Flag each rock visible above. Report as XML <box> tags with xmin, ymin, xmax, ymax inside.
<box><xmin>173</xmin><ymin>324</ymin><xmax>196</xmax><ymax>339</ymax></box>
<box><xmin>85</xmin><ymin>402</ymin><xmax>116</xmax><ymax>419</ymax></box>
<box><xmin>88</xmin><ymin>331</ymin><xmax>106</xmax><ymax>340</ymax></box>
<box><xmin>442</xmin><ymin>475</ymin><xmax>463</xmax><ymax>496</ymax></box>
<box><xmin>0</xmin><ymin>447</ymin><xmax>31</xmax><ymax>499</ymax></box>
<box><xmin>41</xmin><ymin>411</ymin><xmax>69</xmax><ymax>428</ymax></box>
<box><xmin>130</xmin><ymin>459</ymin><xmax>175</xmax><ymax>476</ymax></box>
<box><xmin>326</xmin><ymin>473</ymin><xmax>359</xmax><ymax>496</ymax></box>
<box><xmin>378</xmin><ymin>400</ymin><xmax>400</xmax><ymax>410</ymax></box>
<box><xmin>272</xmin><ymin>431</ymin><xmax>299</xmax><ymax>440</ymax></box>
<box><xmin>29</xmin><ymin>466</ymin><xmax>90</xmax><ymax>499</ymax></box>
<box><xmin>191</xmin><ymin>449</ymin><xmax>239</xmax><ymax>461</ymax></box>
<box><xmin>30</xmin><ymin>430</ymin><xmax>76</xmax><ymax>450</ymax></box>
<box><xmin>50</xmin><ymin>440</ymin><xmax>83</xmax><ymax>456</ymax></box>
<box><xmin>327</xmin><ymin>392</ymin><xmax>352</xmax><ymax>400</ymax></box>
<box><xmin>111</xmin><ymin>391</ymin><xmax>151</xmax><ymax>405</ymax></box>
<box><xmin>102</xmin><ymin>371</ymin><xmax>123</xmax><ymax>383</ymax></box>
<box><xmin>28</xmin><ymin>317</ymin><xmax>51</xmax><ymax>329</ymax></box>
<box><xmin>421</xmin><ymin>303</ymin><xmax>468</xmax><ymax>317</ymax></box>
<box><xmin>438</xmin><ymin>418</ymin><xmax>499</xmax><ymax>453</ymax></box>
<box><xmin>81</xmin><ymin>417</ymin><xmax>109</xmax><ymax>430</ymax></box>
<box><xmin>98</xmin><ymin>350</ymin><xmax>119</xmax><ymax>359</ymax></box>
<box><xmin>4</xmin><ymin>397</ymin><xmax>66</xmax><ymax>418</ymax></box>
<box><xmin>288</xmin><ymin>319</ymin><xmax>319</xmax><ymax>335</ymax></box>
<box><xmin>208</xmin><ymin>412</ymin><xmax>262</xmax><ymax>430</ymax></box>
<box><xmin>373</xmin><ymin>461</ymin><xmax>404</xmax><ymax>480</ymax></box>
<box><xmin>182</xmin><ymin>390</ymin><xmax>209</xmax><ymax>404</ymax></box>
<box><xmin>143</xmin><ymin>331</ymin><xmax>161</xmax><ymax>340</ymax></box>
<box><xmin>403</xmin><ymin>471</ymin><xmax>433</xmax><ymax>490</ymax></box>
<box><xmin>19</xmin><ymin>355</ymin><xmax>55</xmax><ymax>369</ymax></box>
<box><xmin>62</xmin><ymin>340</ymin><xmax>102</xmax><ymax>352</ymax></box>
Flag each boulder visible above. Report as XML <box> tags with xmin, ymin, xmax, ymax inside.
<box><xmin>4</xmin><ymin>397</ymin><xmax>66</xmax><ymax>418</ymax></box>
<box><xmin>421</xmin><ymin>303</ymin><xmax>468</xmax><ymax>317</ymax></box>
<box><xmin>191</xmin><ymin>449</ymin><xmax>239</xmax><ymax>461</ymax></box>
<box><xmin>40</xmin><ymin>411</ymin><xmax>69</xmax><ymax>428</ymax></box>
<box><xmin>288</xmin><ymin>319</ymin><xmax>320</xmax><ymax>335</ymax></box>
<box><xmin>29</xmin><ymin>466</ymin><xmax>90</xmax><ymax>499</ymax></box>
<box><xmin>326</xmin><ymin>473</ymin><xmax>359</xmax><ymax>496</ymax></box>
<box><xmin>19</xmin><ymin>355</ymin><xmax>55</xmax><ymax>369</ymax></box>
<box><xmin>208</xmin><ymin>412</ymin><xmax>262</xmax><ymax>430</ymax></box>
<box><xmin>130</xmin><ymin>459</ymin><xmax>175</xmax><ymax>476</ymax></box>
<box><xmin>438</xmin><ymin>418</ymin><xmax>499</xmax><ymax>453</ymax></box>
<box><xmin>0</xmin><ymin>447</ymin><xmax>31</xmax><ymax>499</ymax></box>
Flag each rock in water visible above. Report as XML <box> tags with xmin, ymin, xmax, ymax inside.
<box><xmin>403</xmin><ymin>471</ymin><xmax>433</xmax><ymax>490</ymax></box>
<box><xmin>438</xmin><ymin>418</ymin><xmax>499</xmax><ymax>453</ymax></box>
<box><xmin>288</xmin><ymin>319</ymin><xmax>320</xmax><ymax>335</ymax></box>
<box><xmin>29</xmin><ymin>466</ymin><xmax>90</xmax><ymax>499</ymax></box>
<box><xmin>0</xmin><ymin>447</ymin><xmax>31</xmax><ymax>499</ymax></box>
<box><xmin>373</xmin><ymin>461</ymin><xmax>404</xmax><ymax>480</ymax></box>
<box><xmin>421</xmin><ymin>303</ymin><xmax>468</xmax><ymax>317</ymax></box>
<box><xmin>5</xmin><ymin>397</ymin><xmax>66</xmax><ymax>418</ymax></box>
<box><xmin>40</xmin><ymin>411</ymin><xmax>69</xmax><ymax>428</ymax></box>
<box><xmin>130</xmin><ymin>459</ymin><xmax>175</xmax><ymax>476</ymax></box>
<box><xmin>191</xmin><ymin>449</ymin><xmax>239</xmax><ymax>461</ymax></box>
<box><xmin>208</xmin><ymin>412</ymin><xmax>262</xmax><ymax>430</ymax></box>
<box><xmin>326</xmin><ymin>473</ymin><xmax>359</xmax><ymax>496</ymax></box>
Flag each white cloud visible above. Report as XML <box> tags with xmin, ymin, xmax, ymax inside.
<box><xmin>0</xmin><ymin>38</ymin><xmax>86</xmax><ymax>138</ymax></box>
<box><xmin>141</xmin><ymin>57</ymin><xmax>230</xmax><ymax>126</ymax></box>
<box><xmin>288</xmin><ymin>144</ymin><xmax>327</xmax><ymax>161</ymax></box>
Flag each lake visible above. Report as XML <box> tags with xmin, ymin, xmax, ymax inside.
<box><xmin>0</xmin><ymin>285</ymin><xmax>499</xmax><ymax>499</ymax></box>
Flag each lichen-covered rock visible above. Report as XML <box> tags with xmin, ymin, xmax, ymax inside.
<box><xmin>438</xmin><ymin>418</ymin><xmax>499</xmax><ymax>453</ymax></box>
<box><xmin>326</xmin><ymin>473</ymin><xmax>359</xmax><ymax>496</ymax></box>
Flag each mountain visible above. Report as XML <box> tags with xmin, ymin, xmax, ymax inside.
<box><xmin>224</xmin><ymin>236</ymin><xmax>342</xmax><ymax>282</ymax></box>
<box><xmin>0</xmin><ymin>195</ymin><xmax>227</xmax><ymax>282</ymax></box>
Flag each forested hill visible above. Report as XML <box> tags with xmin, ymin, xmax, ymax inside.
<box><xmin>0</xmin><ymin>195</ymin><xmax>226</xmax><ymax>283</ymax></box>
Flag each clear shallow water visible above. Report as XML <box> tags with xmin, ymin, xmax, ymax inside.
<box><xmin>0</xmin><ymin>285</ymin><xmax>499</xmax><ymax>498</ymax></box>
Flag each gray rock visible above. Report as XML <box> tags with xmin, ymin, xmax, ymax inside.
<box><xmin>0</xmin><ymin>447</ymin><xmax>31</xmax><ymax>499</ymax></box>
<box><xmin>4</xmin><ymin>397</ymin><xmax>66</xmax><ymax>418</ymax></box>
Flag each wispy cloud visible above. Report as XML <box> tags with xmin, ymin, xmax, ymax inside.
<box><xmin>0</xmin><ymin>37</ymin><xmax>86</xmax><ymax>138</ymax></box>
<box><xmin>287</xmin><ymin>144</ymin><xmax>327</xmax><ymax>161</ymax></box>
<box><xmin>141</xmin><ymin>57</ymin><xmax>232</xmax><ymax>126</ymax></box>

——

> Description of the task:
Give the lines from the one containing "Flag each gray" through the last line of the items above as a JSON list of strings, one string per line, with blank lines left out.

> Answer to this exercise:
[
  "Flag each gray rock visible above. Report as XML <box> tags with xmin, ymin, xmax, ymax inside.",
  "<box><xmin>0</xmin><ymin>447</ymin><xmax>31</xmax><ymax>499</ymax></box>",
  "<box><xmin>4</xmin><ymin>397</ymin><xmax>66</xmax><ymax>418</ymax></box>",
  "Flag each wispy cloud visible above. Report as XML <box> tags with xmin, ymin, xmax, ymax inside.",
  "<box><xmin>0</xmin><ymin>37</ymin><xmax>86</xmax><ymax>138</ymax></box>",
  "<box><xmin>287</xmin><ymin>144</ymin><xmax>327</xmax><ymax>161</ymax></box>",
  "<box><xmin>141</xmin><ymin>57</ymin><xmax>232</xmax><ymax>126</ymax></box>"
]